EXERCISE REQUIREMENTS —
Reproduce, word for word, the stretch of the comment on the CIA and opiates below that begins with the words containing "The only thing" and ends with "by date idea.".

PASSAGE SHOWN —
It is crazy to imagine that the CIA would stay with opiates when there is far more money & less hassle producing opioids.

This is a pointless argument cause I can lead a horse to water but that's all.

The only thing that interests me is why are people so determined to stick with such an out-moded notion?
The flaws in logic & incorrect reading of facts that some have displayed here attempting to refute what I've posted on this, really blows me away - why is this such a central tenet of amerikan anti-imperialists?

There has been no recent relevant evidence to support the claim the CIA is still running O at all much less monopoly level bizness since Karzai pulled the pin yet everyone still contorts their beliefs into tangled positions on a long past its use by date idea.

I'm sure the amerikan intelligence is up to even worse stuff than O pushing now, no one knows what that is cos they prefer to keep repeating the old stuff than hunting out CIA blackmail & extortion being conducted through social networks. eg We know the CIA is determined to ensure that there are no "all Huawei" networks out here in the world because if there were it would be impossible for either them of the NSA to spy on any&every human they want to, yet there is little indication of what the CIA in particular (Snowden's revelations focused on the NSA) does with its electronic sheet-sniffing.

[Stored entries]
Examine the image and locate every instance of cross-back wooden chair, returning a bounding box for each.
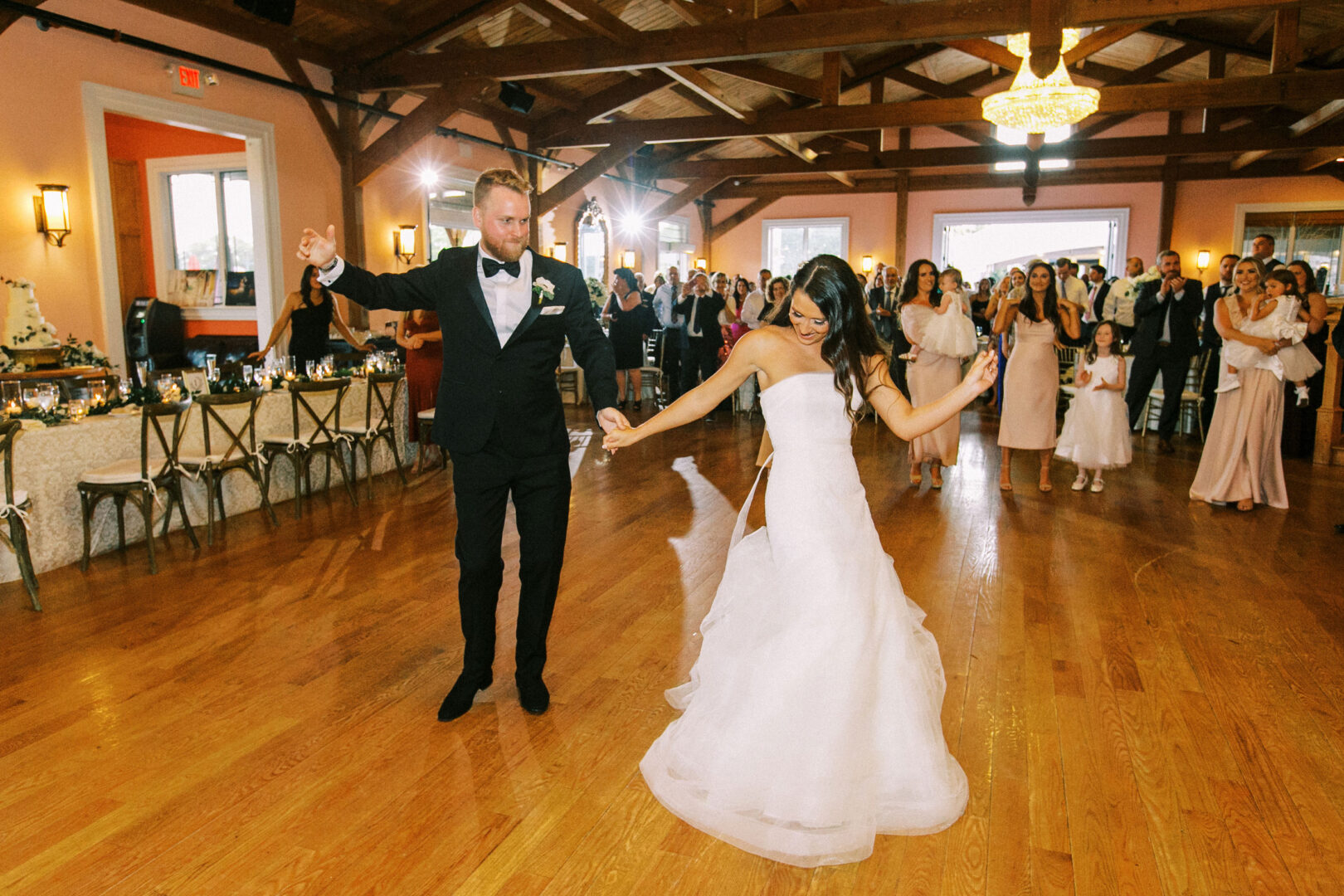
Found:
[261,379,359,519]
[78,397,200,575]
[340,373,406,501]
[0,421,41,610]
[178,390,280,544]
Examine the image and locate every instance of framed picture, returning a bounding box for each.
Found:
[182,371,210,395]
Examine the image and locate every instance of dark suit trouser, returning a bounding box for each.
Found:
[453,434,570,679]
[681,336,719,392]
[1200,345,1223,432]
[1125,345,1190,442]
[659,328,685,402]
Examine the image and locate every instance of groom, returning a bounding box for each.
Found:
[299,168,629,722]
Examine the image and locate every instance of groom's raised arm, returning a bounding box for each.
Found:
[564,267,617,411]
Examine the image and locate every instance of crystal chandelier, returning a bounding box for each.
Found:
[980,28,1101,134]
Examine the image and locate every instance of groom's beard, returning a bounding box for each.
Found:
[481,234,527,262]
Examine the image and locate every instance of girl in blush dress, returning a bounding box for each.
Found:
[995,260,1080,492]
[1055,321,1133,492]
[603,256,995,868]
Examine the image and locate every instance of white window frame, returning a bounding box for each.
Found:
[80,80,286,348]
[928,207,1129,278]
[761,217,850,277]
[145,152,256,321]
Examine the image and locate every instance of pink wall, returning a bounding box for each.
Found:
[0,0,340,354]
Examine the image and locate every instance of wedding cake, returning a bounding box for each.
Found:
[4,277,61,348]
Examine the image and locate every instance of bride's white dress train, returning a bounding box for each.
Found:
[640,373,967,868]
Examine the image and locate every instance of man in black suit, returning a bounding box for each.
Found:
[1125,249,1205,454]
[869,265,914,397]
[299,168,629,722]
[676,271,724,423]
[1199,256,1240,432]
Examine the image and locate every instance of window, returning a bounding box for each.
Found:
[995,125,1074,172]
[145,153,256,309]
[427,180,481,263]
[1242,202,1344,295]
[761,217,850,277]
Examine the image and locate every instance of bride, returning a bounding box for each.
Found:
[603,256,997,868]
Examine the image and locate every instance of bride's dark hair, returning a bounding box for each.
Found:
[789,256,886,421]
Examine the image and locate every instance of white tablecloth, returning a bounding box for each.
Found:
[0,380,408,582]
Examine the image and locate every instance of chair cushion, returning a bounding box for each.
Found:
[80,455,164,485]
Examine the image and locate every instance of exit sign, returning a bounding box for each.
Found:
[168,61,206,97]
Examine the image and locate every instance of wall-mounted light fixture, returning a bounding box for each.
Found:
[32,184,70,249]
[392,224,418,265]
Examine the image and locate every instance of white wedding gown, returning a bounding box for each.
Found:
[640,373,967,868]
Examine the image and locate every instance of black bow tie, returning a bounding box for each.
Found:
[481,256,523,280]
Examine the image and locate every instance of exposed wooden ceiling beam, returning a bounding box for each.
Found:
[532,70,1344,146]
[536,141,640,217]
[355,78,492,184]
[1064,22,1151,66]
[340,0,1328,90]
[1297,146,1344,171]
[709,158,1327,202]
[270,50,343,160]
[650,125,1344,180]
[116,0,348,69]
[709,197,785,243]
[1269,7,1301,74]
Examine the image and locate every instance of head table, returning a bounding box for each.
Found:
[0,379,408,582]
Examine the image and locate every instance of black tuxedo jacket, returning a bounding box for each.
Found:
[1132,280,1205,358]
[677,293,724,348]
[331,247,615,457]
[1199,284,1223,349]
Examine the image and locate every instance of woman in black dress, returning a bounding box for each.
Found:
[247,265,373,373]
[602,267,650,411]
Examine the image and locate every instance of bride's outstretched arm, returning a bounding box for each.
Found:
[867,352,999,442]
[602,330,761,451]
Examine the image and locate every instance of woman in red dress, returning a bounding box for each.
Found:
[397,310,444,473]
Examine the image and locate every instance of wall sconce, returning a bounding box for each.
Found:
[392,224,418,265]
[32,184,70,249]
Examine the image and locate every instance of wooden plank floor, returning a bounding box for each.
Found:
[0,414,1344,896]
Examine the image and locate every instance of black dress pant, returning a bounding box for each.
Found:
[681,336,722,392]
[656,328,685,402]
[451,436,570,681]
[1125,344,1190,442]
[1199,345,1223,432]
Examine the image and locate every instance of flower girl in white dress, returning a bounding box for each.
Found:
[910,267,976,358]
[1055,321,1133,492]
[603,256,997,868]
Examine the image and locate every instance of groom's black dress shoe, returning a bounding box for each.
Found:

EXERCISE RESULT —
The only thing that interests me is why are people so determined to stick with such an out-moded notion?
The flaws in logic & incorrect reading of facts that some have displayed here attempting to refute what I've posted on this, really blows me away - why is this such a central tenet of amerikan anti-imperialists?

There has been no recent relevant evidence to support the claim the CIA is still running O at all much less monopoly level bizness since Karzai pulled the pin yet everyone still contorts their beliefs into tangled positions on a long past its use by date idea.